# Task directions:
A verbatim reproduction of the lines below, from the line containing "Exercise. Point out the man with" through the line containing "Exercise. Point out the parked", both ends included, is the whole required output.

Region pointing data:
___
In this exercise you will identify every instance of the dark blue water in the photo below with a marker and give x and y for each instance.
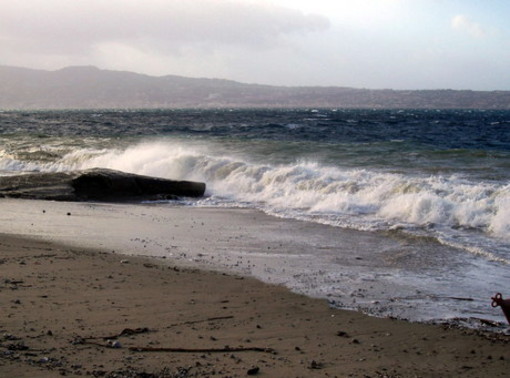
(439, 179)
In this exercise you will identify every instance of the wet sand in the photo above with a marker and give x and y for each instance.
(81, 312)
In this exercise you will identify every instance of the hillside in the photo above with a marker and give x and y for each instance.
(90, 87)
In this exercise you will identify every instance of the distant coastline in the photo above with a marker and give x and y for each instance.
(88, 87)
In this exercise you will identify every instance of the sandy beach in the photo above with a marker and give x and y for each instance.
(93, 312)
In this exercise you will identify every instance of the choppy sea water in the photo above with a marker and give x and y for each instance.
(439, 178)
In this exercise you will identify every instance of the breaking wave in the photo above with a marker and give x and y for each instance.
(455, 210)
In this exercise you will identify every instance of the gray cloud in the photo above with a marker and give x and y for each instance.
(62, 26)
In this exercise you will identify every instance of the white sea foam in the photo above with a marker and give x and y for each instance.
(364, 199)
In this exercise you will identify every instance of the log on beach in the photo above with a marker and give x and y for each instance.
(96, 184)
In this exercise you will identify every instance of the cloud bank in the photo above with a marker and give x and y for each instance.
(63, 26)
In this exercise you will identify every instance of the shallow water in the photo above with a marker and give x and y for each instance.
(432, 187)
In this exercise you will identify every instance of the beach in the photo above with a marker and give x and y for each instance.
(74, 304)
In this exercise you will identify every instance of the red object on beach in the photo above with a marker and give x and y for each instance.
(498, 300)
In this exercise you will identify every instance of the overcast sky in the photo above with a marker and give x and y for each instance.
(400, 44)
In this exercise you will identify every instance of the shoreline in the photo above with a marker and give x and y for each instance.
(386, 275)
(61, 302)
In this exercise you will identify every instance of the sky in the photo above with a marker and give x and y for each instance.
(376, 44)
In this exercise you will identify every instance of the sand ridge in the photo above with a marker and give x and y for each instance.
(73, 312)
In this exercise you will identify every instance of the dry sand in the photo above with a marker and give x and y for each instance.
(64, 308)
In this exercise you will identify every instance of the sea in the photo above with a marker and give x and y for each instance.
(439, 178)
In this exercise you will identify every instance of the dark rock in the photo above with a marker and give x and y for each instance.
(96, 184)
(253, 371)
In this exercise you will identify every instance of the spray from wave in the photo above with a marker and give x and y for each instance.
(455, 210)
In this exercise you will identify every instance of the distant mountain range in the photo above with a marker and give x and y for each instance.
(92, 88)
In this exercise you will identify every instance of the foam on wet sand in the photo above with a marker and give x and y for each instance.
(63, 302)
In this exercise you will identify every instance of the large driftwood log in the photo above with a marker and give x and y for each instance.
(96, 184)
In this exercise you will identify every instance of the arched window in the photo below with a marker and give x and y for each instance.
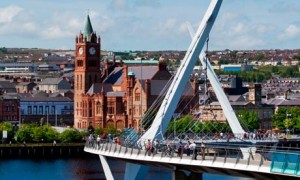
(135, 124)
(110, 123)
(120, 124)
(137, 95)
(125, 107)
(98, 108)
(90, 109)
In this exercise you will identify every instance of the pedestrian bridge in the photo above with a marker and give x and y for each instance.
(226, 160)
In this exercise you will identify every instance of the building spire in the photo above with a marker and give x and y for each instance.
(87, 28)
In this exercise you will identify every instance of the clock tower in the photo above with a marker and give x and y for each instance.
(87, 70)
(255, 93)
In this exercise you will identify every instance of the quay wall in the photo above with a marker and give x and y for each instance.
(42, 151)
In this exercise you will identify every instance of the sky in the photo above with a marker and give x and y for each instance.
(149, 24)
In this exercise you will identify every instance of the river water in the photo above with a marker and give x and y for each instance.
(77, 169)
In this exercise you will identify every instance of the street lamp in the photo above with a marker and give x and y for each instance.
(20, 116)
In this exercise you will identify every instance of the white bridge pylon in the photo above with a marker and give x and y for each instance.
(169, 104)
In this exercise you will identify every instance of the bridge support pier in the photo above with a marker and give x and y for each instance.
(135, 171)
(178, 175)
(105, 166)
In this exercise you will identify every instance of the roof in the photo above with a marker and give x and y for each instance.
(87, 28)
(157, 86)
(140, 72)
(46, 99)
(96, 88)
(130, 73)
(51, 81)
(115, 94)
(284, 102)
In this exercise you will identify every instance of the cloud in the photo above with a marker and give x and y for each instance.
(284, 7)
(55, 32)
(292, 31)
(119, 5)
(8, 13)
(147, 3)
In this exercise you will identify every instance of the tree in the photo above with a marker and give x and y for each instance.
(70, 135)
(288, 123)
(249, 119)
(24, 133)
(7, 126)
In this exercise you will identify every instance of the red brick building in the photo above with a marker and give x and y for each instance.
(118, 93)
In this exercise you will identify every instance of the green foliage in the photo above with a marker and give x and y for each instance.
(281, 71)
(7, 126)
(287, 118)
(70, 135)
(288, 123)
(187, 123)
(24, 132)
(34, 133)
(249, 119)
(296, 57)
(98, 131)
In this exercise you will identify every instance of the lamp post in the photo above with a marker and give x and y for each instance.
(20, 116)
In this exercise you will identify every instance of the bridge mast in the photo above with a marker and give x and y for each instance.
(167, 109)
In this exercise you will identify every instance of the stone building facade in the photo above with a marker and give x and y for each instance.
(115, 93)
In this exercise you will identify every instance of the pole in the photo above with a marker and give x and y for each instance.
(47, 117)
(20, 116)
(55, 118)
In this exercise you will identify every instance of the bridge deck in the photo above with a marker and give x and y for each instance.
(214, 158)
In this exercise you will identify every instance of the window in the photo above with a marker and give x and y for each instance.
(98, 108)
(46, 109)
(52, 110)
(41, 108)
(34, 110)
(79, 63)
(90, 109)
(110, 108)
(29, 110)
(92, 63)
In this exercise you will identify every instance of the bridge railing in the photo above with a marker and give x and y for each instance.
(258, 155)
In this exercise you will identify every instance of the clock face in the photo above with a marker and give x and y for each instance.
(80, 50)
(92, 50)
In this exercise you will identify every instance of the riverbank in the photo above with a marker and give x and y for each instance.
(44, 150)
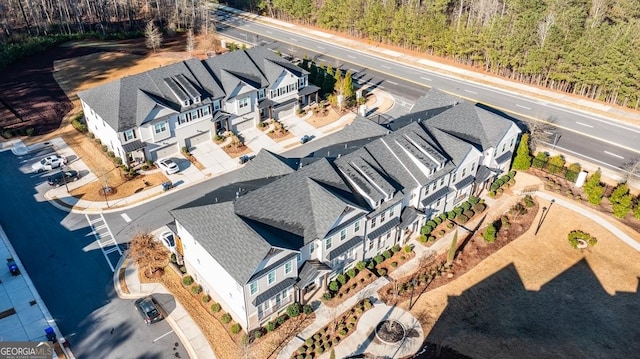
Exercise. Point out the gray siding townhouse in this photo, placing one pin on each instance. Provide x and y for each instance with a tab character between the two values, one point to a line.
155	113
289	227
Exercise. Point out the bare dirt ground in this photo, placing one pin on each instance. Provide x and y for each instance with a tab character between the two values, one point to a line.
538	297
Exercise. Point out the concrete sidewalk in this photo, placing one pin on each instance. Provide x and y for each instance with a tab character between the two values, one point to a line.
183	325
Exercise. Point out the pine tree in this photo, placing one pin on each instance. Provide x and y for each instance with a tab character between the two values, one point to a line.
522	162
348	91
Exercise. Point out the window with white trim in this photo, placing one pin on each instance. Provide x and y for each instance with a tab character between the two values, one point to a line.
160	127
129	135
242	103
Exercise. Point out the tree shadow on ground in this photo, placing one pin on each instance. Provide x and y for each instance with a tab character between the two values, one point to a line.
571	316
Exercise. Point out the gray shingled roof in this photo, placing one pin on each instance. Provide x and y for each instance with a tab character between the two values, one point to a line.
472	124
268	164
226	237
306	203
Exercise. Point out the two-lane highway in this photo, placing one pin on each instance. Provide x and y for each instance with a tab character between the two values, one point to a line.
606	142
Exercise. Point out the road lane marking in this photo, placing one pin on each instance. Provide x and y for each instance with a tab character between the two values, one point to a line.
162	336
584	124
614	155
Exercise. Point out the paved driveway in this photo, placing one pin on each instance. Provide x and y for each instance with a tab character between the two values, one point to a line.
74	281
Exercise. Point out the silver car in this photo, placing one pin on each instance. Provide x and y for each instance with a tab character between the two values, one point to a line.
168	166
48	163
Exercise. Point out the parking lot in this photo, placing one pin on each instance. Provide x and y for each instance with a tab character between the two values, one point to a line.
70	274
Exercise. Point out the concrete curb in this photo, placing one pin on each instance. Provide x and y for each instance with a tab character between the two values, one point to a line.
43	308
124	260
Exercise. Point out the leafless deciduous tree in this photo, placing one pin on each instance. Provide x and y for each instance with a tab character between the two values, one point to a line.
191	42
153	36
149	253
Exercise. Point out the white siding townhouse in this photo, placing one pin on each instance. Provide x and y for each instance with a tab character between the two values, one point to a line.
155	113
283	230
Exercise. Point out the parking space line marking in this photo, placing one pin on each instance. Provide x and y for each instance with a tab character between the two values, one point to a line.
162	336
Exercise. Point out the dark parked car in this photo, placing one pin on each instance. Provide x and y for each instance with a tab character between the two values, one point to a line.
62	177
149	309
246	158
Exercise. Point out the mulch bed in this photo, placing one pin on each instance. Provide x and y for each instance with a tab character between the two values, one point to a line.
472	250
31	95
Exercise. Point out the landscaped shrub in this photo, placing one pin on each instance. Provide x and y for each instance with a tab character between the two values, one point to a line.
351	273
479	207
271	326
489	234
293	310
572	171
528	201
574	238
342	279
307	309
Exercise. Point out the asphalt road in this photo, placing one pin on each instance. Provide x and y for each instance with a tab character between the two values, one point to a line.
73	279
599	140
___
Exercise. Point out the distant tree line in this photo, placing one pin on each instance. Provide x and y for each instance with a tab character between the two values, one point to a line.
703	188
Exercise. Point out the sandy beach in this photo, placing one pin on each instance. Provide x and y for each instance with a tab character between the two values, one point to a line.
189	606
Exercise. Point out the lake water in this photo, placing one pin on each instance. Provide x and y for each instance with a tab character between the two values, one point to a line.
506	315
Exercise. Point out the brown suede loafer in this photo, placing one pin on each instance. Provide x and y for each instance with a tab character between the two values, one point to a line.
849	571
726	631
___
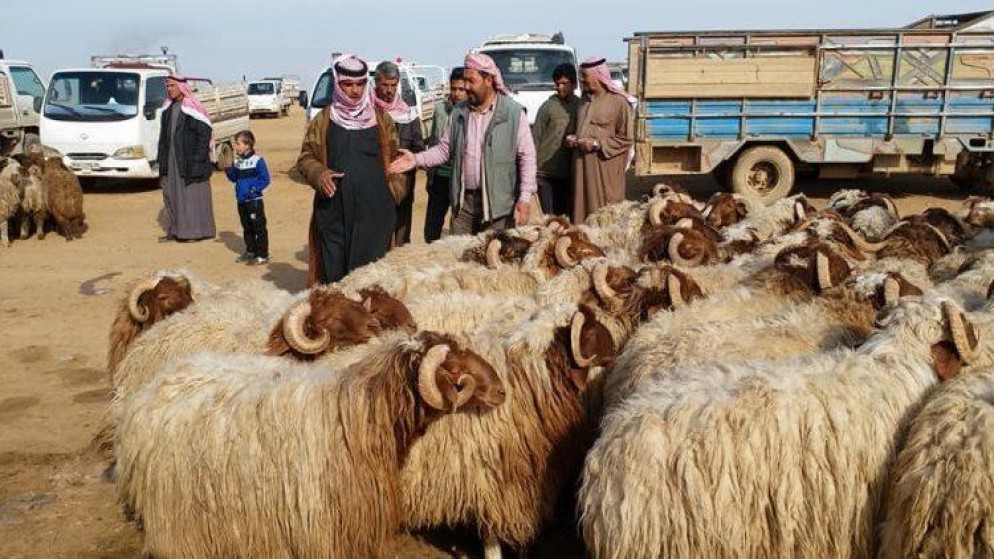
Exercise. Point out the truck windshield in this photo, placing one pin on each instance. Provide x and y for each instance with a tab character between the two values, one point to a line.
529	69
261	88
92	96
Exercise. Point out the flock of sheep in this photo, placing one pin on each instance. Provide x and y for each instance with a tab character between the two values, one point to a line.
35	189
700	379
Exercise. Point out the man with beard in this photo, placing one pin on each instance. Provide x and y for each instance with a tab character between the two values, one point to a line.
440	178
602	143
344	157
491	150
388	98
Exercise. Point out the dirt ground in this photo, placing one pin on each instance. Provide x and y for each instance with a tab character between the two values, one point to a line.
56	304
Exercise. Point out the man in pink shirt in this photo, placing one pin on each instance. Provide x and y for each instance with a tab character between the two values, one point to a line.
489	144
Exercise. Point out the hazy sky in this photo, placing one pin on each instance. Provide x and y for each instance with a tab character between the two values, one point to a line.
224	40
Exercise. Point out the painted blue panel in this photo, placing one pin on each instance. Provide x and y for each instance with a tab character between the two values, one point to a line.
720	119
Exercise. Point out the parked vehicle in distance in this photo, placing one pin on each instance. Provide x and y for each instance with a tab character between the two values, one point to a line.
___
# Result of the task:
Exercise. Point out the man with beard in this photo, placing one pin on each instance. Provide x and y for each instance with a tab character between the two values, one point to a line.
440	178
602	143
344	157
491	150
388	98
Exercise. Point out the dirt ground in this photo, placing one pin on each instance. Provide x and y for each instance with a tab character between the two values, one point to a line.
56	304
Exercise. Point out the man in pink shirt in this photo, placing one pin on each instance. Provide x and y for each instance with a tab character between the two values, one point to a line.
489	144
Exercise. Point out the hazy sky in this photo, placing one pin on each instance. Provide x and y for each instance with a tab character between the two values, one point to a line.
224	40
Exercise. Point out the painted blue panel in this photo, placing one pin on each instance. Provide x and y for each instance with a tab character between the two values, one point to a line.
720	119
Exercise. Point out the parked vehicle in distance in this photo, placing one pin on each instance. Provide x and y for each instance with a tab character between the two values, one point to a line.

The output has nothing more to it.